Extract every line of the records that contains the string "sports". Matching is case-sensitive.

(Entries from a point annotation set)
START
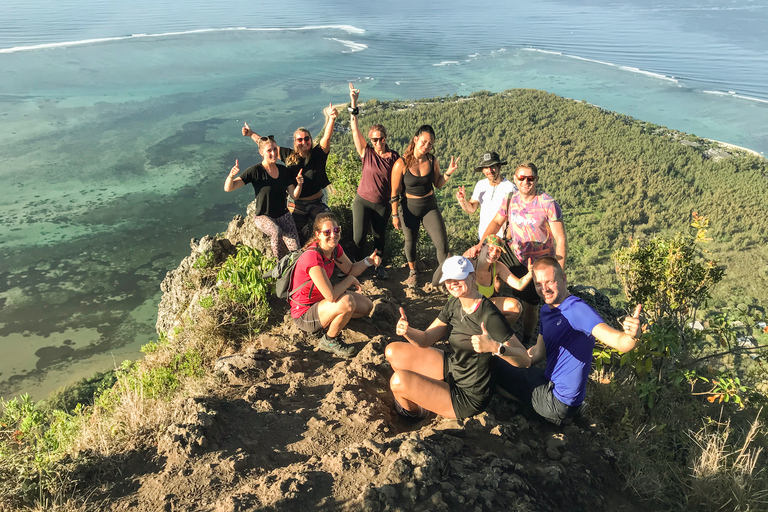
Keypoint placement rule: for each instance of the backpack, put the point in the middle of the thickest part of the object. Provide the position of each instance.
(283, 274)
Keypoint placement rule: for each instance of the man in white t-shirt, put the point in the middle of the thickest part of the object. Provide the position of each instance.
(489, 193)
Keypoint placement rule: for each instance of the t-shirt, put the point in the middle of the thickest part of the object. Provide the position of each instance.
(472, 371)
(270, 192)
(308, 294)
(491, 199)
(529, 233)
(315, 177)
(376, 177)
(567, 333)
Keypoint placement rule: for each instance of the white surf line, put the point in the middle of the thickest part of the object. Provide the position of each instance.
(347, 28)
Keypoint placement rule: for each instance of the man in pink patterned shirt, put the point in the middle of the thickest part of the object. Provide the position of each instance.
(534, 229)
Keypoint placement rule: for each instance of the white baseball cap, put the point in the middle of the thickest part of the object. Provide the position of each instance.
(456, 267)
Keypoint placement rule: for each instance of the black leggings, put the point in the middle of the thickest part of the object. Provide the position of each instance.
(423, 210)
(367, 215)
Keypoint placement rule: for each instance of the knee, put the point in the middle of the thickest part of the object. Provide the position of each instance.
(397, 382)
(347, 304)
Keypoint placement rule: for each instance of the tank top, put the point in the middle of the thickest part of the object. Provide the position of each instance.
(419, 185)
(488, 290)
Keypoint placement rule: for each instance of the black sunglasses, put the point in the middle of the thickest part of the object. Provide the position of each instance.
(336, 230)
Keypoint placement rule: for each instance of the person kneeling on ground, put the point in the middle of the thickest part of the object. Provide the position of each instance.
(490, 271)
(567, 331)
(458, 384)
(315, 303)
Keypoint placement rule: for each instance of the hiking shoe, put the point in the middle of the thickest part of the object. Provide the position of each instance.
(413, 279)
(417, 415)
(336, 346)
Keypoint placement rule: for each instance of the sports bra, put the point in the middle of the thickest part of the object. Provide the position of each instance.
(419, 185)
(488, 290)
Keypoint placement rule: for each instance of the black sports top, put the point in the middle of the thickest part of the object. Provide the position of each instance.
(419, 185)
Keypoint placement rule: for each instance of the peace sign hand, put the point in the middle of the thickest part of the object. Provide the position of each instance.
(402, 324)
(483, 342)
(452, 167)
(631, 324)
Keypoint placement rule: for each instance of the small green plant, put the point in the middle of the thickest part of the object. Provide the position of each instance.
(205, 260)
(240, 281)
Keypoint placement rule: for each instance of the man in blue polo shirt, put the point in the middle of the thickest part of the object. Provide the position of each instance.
END
START
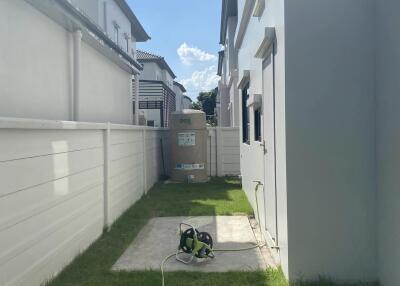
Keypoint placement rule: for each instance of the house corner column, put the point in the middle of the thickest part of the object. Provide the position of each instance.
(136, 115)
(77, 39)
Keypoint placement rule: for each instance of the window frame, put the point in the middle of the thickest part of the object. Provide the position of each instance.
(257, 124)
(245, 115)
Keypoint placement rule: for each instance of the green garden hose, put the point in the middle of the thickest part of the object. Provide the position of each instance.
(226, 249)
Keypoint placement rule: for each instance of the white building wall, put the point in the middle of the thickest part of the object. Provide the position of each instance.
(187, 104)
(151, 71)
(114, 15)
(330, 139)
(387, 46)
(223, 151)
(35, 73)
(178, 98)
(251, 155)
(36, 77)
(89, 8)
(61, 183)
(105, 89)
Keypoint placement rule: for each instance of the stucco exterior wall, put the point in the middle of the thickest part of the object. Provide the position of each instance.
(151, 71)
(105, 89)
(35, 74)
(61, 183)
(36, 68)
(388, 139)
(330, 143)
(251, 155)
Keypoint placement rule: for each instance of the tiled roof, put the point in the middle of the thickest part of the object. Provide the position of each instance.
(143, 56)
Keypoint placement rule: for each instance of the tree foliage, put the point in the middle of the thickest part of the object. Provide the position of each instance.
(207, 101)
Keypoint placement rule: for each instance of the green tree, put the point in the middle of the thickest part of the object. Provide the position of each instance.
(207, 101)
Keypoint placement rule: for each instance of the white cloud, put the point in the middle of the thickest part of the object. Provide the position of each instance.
END
** SOLUTION TO THIS TASK **
Keypoint placement rule: for each instance of the sports bra, put the point in the middle of the thickest part of the object. Provide the position of each instance.
Keypoint placement rule: for each instance of the black sports top, put the point in the middle of the thickest part of the object. Provide the position of each instance.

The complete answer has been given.